■ Collected data entries:
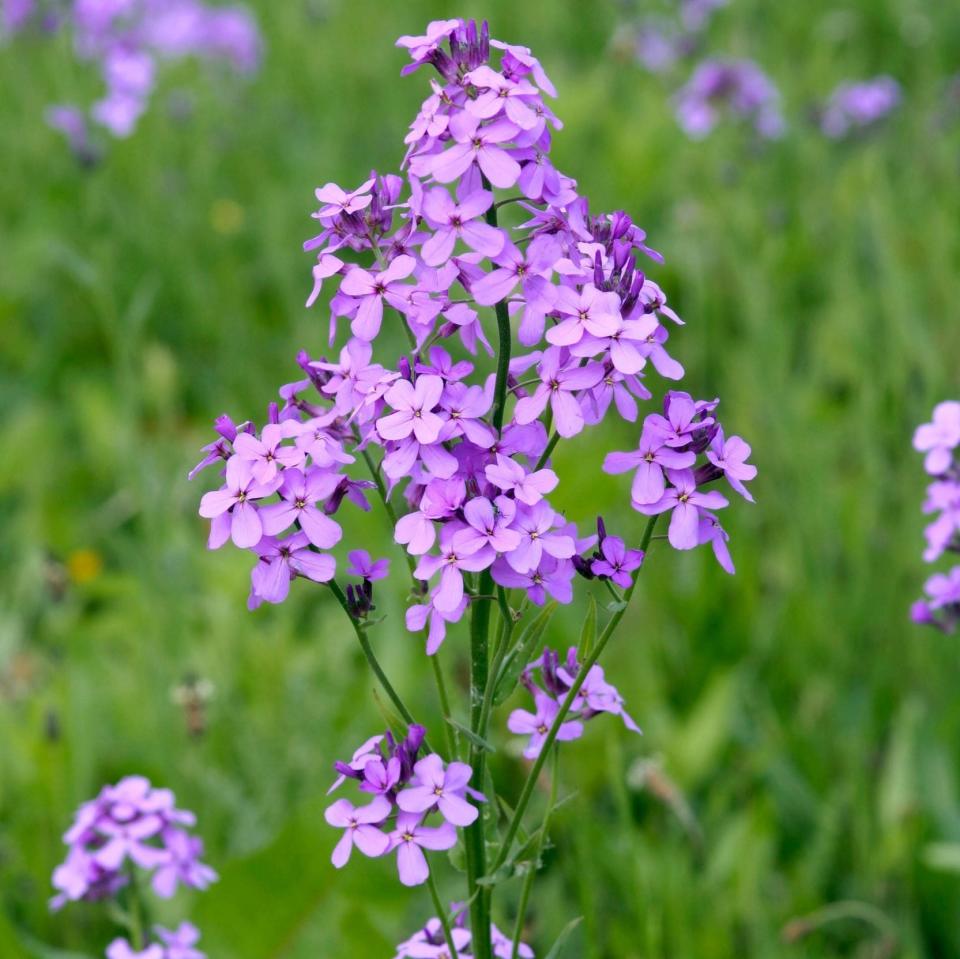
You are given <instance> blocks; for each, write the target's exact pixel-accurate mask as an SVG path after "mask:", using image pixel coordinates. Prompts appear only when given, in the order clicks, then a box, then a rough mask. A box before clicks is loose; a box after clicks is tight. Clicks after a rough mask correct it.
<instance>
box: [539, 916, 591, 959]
mask: <svg viewBox="0 0 960 959" xmlns="http://www.w3.org/2000/svg"><path fill="white" fill-rule="evenodd" d="M581 922H583V916H577V918H576V919H572V920H571V921H570V922H568V923H567V924H566V926H564V928H563V932H561V933H560V935H559V936H558V937H557V941H556V942H555V943H554V944H553V947H552V948H551V949H550V951H549V952H548V953H547V954H546V956H545V957H544V959H558V957H559V955H560V953H561V952H563V947H564V945H565V944H566V941H567V940H568V939H569V938H570V934H571V933H572V932H573V930H574V929H576V928H577V926H579V925H580V923H581Z"/></svg>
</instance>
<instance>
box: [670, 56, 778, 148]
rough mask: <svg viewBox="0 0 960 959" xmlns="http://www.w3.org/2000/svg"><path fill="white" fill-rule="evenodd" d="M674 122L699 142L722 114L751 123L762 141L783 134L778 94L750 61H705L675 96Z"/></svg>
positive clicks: (711, 130) (693, 138)
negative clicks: (727, 111) (676, 107)
mask: <svg viewBox="0 0 960 959" xmlns="http://www.w3.org/2000/svg"><path fill="white" fill-rule="evenodd" d="M676 104H677V120H678V121H679V123H680V126H681V127H682V128H683V130H684V132H685V133H686V134H687V136H689V137H691V138H693V139H696V140H699V139H702V138H703V137H705V136H707V135H708V134H709V133H710V132H711V131H712V130H713V128H714V127H715V126H716V125H717V123H718V122H719V121H720V117H721V115H722V111H723V110H724V109H726V110H729V112H730V113H732V114H733V115H734V116H735V117H739V118H742V119H744V120H747V121H748V122H750V123H751V124H752V125H753V127H754V129H755V130H756V132H757V133H758V134H759V135H760V136H762V137H765V138H768V139H776V138H777V137H780V136H782V135H783V131H784V129H785V123H784V120H783V116H782V114H781V113H780V93H779V91H778V90H777V88H776V87H775V86H774V85H773V83H772V82H771V80H770V79H769V78H768V77H767V75H766V74H765V73H764V72H763V71H762V70H761V69H760V67H759V66H757V64H755V63H754V62H753V61H751V60H729V61H724V60H704V61H703V63H701V64H700V65H699V66H698V67H697V69H696V70H695V71H694V73H693V76H692V77H691V78H690V80H689V82H688V83H687V84H686V86H684V87H683V88H682V89H681V90H680V92H679V93H678V94H677V98H676Z"/></svg>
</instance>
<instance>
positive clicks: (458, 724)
mask: <svg viewBox="0 0 960 959" xmlns="http://www.w3.org/2000/svg"><path fill="white" fill-rule="evenodd" d="M443 718H444V719H445V720H446V721H447V722H448V723H449V724H450V725H451V726H453V728H454V729H456V730H457V731H458V732H460V733H462V734H463V735H464V736H466V737H467V739H468V740H469V741H470V742H471V743H473V745H474V746H476V747H477V748H479V749H484V750H486V751H487V752H488V753H495V752H496V751H497V747H496V746H494V745H493V744H492V743H489V742H487V740H485V739H484V738H483V736H481V735H480V734H479V733H475V732H474V731H473V730H472V729H471V728H470V727H469V726H465V725H464V724H463V723H461V722H460V721H459V720H456V719H454V718H453V717H452V716H444V717H443Z"/></svg>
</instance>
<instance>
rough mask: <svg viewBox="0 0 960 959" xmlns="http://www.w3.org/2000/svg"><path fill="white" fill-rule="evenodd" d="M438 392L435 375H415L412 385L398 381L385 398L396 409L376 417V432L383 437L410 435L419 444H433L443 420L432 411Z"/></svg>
mask: <svg viewBox="0 0 960 959" xmlns="http://www.w3.org/2000/svg"><path fill="white" fill-rule="evenodd" d="M442 393H443V380H442V379H440V377H439V376H429V375H428V376H418V377H417V382H416V385H413V384H412V383H410V381H409V380H398V381H397V382H396V383H394V385H393V386H391V387H390V389H389V390H387V394H386V397H385V399H386V401H387V403H389V404H390V406H392V407H393V408H394V410H396V412H394V413H391V414H390V415H389V416H384V417H381V418H380V419H379V420H377V432H378V433H379V434H380V436H381V437H383V439H385V440H404V439H406V438H407V437H408V436H410V435H411V434H412V435H413V436H414V437H415V438H416V440H417V442H418V443H420V444H423V445H429V444H431V443H435V442H436V441H437V438H438V437H439V436H440V430H441V429H442V428H443V420H442V419H441V418H440V417H439V416H438V415H437V414H436V413H434V412H433V410H434V409H435V408H436V406H437V405H438V404H439V402H440V396H441V394H442Z"/></svg>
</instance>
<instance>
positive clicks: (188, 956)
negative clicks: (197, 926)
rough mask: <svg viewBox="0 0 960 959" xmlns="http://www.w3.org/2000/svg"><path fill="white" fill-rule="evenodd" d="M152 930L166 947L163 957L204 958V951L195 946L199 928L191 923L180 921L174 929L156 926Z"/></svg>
mask: <svg viewBox="0 0 960 959" xmlns="http://www.w3.org/2000/svg"><path fill="white" fill-rule="evenodd" d="M154 932H155V933H156V935H157V938H158V939H159V940H160V941H161V942H162V943H163V945H164V946H165V948H166V955H165V957H164V959H206V956H205V955H204V953H202V952H201V951H200V950H199V949H196V948H195V946H196V944H197V943H198V942H199V941H200V930H199V929H197V927H196V926H195V925H193V923H190V922H181V923H180V925H179V926H178V927H177V928H176V929H163V928H161V927H160V926H156V927H155V928H154Z"/></svg>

■ YOUR GOAL:
Would you mind repeating the records above exactly, without the pictures?

■ EXERCISE ANSWER:
You are given <instance> blocks; for each, write the target's exact pixel-accurate mask as an SVG path after "mask:", using image pixel coordinates. Prompts appear only when given, in the order clicks, then a box, then a rough mask. A box before clicks is loose; a box after clicks is tight. Clicks after a rough mask correct it.
<instance>
box: [539, 916, 591, 959]
mask: <svg viewBox="0 0 960 959" xmlns="http://www.w3.org/2000/svg"><path fill="white" fill-rule="evenodd" d="M581 922H583V916H577V918H576V919H572V920H571V921H570V922H568V923H567V924H566V926H564V928H563V932H561V933H560V935H559V936H558V937H557V941H556V942H555V943H554V944H553V947H552V948H551V949H550V951H549V952H548V953H547V954H546V956H545V957H544V959H558V957H559V955H560V953H561V952H563V947H564V945H565V944H566V941H567V940H568V939H569V938H570V934H571V933H572V932H573V930H574V929H576V928H577V926H579V925H580V923H581Z"/></svg>
</instance>
<instance>
box: [670, 56, 778, 148]
rough mask: <svg viewBox="0 0 960 959" xmlns="http://www.w3.org/2000/svg"><path fill="white" fill-rule="evenodd" d="M674 122L699 142L722 114L751 123L762 141L783 134L778 94L750 61H705L675 96Z"/></svg>
positive clicks: (711, 130) (693, 138)
negative clicks: (727, 111) (676, 107)
mask: <svg viewBox="0 0 960 959" xmlns="http://www.w3.org/2000/svg"><path fill="white" fill-rule="evenodd" d="M676 104H677V120H678V121H679V123H680V126H681V127H682V128H683V130H684V132H685V133H686V134H687V136H689V137H691V138H693V139H696V140H699V139H702V138H703V137H705V136H707V135H708V134H709V133H710V132H711V131H712V130H713V128H714V127H715V126H716V125H717V123H718V122H719V121H720V117H721V115H722V111H723V110H724V109H726V110H729V112H730V113H732V114H733V115H734V116H735V117H739V118H742V119H744V120H747V121H748V122H750V123H751V124H752V125H753V127H754V129H755V130H756V132H757V133H758V134H759V135H760V136H762V137H765V138H768V139H776V138H777V137H780V136H782V135H783V131H784V129H785V123H784V120H783V116H782V114H781V113H780V93H779V91H778V90H777V88H776V87H775V86H774V85H773V83H772V82H771V80H770V79H769V78H768V77H767V75H766V74H765V73H764V72H763V71H762V70H761V69H760V67H759V66H757V64H755V63H754V62H753V61H751V60H729V61H724V60H704V61H703V63H701V64H700V65H699V66H698V67H697V69H696V70H695V71H694V73H693V76H692V77H691V78H690V80H689V82H688V83H687V84H686V86H684V87H683V88H682V89H681V90H680V92H679V93H678V94H677V98H676Z"/></svg>
</instance>
<instance>
positive clicks: (458, 724)
mask: <svg viewBox="0 0 960 959" xmlns="http://www.w3.org/2000/svg"><path fill="white" fill-rule="evenodd" d="M443 718H444V719H445V720H446V721H447V722H448V723H449V724H450V725H451V726H453V728H454V729H456V730H457V731H458V732H460V733H462V734H463V735H464V736H466V737H467V739H468V740H469V741H470V742H471V743H473V745H474V746H476V747H477V748H479V749H484V750H486V751H487V752H488V753H495V752H496V751H497V747H496V746H494V745H493V744H492V743H489V742H487V740H485V739H484V738H483V736H481V735H480V734H479V733H475V732H474V731H473V730H472V729H471V728H470V727H469V726H465V725H464V724H463V723H461V722H460V721H459V720H456V719H454V718H453V717H452V716H444V717H443Z"/></svg>
</instance>
<instance>
rough mask: <svg viewBox="0 0 960 959" xmlns="http://www.w3.org/2000/svg"><path fill="white" fill-rule="evenodd" d="M438 392L435 375H415L412 385L398 381L385 398L396 409L376 417V432L383 437L410 435L419 444H433L443 420L432 411Z"/></svg>
mask: <svg viewBox="0 0 960 959" xmlns="http://www.w3.org/2000/svg"><path fill="white" fill-rule="evenodd" d="M442 393H443V380H442V379H440V377H439V376H429V375H428V376H418V377H417V382H416V385H413V384H412V383H410V381H409V380H398V381H397V382H396V383H394V385H393V386H391V387H390V389H389V390H387V394H386V397H385V399H386V401H387V403H389V404H390V406H392V407H393V408H394V410H396V412H394V413H391V414H390V415H389V416H384V417H381V418H380V419H379V420H377V432H378V433H379V434H380V436H381V437H383V439H385V440H404V439H406V438H407V437H408V436H410V435H411V434H412V435H413V436H414V437H415V438H416V440H417V442H418V443H420V444H423V445H429V444H431V443H435V442H436V441H437V438H438V437H439V436H440V430H441V429H442V428H443V420H442V419H441V418H440V417H439V416H438V415H437V414H436V413H434V412H433V410H434V409H435V408H436V406H437V405H438V404H439V402H440V396H441V394H442Z"/></svg>
</instance>
<instance>
positive clicks: (188, 956)
negative clicks: (197, 926)
rough mask: <svg viewBox="0 0 960 959" xmlns="http://www.w3.org/2000/svg"><path fill="white" fill-rule="evenodd" d="M152 930L166 947L163 957L204 958V951L195 946L199 928L191 923L180 921L174 929L156 926Z"/></svg>
mask: <svg viewBox="0 0 960 959" xmlns="http://www.w3.org/2000/svg"><path fill="white" fill-rule="evenodd" d="M154 932H155V933H156V935H157V938H158V939H159V940H160V941H161V942H162V943H163V945H164V946H165V948H166V955H165V957H164V959H206V956H205V955H204V953H202V952H201V951H200V950H199V949H196V948H195V946H196V944H197V943H198V942H199V941H200V930H199V929H197V927H196V926H195V925H193V923H190V922H181V923H180V925H179V926H178V927H177V928H176V929H163V928H161V927H160V926H156V927H155V928H154Z"/></svg>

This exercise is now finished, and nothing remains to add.